Source document >>

* * * *

Agriculture News: A few more tips on heat and livestock

By Keenan Bishop Published:

It just seems to get hotter and drier and the forecast isn’t very promising. While hot, dry weather shouldn’t come as a surprise to us, it is unusual to start this early in the season although according to UK Meteorologist Tom Priddy, we had three 100-degree days last June and again in 1988.

Frankfort has had 38 100-degree days in June since 1895. According to the UK Long Term Forecast, the rest of July should see above average temperatures and below average rainfall, At this point we’ve been joking that it could rain on Field Day and not hurt anybody’s feelings!

* * * *

Dataset content >>
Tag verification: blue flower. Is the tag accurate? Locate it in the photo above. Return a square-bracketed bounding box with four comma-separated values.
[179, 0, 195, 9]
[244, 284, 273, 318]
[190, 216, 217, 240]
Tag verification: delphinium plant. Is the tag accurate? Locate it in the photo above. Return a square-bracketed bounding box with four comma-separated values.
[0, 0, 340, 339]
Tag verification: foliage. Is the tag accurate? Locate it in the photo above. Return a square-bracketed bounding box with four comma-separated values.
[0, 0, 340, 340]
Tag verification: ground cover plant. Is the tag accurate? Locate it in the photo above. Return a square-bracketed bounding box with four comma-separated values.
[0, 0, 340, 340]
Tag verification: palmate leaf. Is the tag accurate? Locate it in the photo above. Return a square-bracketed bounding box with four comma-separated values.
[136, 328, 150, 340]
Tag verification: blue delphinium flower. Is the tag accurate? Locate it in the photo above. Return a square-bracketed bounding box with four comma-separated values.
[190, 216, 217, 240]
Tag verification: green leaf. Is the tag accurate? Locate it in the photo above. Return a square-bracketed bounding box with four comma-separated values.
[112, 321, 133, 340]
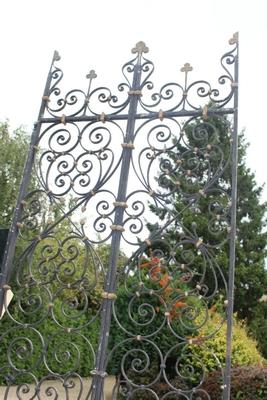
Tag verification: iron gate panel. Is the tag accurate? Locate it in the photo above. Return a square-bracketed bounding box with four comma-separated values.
[0, 34, 238, 400]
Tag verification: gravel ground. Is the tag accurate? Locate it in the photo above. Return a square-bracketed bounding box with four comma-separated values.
[0, 377, 115, 400]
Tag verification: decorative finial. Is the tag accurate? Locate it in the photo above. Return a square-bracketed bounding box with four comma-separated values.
[132, 42, 149, 54]
[86, 69, 97, 79]
[53, 50, 61, 62]
[229, 32, 238, 44]
[181, 63, 193, 73]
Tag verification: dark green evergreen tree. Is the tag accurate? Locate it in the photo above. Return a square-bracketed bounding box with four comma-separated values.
[150, 113, 267, 323]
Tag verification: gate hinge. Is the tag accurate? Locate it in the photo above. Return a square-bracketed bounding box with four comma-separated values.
[101, 292, 117, 300]
[110, 225, 125, 232]
[128, 90, 143, 96]
[90, 369, 108, 378]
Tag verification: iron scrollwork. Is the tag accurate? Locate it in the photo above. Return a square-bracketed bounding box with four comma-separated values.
[0, 36, 238, 400]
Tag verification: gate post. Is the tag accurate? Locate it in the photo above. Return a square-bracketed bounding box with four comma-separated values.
[223, 33, 238, 400]
[91, 42, 148, 400]
[0, 51, 60, 315]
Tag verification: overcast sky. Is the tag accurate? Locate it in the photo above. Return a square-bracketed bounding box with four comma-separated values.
[0, 0, 267, 200]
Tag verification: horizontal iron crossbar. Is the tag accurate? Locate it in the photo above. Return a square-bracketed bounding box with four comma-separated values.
[39, 108, 235, 123]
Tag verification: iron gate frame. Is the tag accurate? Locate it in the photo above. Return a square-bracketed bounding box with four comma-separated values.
[0, 34, 238, 400]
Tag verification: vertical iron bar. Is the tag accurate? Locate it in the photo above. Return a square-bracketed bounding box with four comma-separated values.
[91, 55, 141, 400]
[223, 38, 238, 400]
[0, 52, 57, 315]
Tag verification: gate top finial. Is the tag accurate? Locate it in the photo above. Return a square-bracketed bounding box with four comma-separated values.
[132, 42, 149, 55]
[53, 50, 60, 62]
[229, 32, 238, 44]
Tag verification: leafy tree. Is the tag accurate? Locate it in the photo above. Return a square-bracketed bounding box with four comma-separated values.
[150, 117, 267, 322]
[0, 122, 32, 228]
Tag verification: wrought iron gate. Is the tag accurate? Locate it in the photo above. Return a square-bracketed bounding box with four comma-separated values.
[0, 34, 238, 400]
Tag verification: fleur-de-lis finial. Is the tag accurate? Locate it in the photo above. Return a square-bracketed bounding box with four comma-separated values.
[181, 63, 193, 73]
[86, 69, 97, 80]
[229, 32, 238, 44]
[132, 42, 149, 54]
[53, 50, 60, 62]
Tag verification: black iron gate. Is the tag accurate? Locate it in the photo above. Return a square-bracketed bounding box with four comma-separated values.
[0, 34, 238, 400]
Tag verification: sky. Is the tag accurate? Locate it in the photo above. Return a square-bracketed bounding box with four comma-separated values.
[0, 0, 267, 200]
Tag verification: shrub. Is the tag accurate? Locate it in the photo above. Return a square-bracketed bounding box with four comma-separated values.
[249, 301, 267, 358]
[192, 313, 264, 371]
[203, 365, 267, 400]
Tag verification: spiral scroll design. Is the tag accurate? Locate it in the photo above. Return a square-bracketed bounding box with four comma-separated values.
[0, 39, 238, 400]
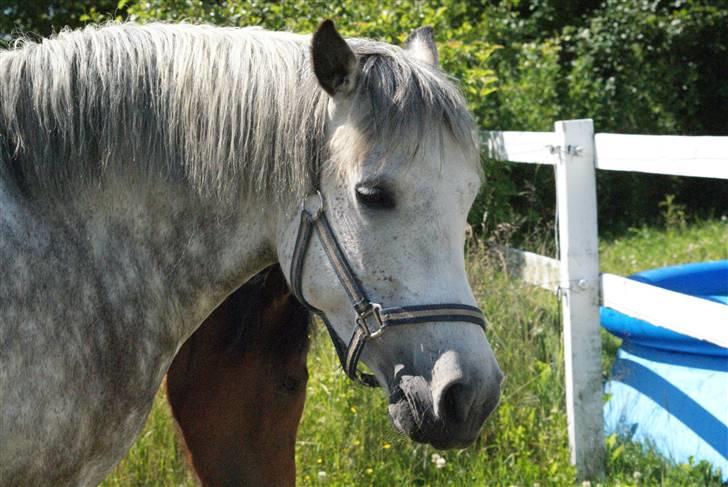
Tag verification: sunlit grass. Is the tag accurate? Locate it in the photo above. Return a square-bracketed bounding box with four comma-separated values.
[104, 221, 728, 486]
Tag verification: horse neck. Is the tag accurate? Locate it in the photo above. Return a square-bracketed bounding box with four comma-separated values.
[53, 175, 276, 350]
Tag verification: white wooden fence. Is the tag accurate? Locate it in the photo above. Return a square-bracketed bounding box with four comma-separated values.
[483, 120, 728, 479]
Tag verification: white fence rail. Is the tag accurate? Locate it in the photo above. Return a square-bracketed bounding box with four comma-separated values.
[490, 120, 728, 479]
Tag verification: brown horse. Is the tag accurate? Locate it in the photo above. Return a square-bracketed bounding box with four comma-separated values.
[166, 265, 310, 486]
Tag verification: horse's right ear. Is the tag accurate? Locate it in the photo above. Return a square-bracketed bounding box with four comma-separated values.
[311, 20, 359, 96]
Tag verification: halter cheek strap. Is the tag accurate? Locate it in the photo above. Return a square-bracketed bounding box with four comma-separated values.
[290, 192, 485, 387]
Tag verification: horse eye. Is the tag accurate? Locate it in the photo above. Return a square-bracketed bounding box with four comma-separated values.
[356, 185, 394, 210]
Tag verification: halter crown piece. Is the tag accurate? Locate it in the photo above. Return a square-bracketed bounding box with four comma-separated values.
[290, 191, 485, 387]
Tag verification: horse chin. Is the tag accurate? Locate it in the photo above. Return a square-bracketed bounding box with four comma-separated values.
[388, 377, 492, 450]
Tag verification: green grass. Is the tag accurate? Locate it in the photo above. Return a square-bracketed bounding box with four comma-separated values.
[103, 221, 728, 486]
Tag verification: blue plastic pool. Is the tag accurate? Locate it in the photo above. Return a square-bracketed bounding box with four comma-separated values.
[600, 260, 728, 482]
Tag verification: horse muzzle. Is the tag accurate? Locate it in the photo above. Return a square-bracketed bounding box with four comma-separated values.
[388, 352, 503, 449]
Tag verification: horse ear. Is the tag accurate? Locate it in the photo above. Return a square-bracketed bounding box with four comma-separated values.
[311, 20, 359, 96]
[404, 25, 439, 66]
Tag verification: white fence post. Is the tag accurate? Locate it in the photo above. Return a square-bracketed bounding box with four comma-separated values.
[555, 120, 604, 480]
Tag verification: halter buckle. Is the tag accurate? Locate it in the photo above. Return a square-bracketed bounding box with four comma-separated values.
[301, 190, 324, 220]
[356, 303, 384, 338]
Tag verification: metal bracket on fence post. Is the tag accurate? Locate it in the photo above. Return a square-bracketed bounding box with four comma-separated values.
[552, 120, 604, 480]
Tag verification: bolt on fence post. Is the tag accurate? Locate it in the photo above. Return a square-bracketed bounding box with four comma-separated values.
[554, 119, 604, 480]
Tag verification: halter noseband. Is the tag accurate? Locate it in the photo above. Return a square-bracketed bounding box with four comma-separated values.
[290, 191, 485, 387]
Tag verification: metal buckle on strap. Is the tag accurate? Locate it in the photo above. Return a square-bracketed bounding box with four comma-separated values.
[356, 303, 384, 338]
[301, 190, 324, 220]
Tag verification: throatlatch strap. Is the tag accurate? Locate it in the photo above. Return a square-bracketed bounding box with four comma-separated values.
[290, 193, 485, 387]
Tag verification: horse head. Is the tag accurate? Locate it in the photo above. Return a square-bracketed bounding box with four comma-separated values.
[278, 21, 503, 448]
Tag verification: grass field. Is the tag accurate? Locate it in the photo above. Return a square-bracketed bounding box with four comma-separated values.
[103, 218, 728, 487]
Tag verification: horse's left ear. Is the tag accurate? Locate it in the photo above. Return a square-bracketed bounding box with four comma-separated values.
[311, 20, 359, 96]
[404, 25, 439, 66]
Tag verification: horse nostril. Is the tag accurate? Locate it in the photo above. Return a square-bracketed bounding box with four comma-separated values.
[439, 382, 474, 424]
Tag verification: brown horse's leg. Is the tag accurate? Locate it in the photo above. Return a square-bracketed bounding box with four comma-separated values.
[166, 266, 310, 486]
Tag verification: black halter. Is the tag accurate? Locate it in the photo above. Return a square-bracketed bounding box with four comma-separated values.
[290, 191, 485, 387]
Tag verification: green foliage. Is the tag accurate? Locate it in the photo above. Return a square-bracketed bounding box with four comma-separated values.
[0, 0, 127, 47]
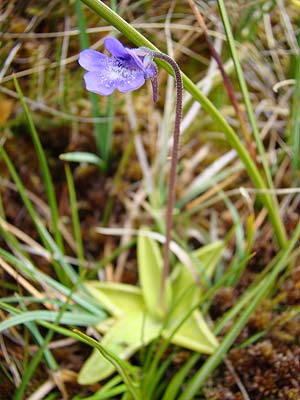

* * * *

What the task requires >> Reproduce the agriculture news item on heat and livestock in full, word for word. The material has no connection to the agriculture news item about heat and livestock.

Output of the exercise >>
Agriculture News: A few more tips on heat and livestock

By Keenan Bishop Published:

It just seems to get hotter and drier and the forecast isn’t very promising. While hot, dry weather shouldn’t come as a surprise to us, it is unusual to start this early in the season although according to UK Meteorologist Tom Priddy, we had three 100-degree days last June and again in 1988.

Frankfort has had 38 100-degree days in June since 1895. According to the UK Long Term Forecast, the rest of July should see above average temperatures and below average rainfall, At this point we’ve been joking that it could rain on Field Day and not hurt anybody’s feelings!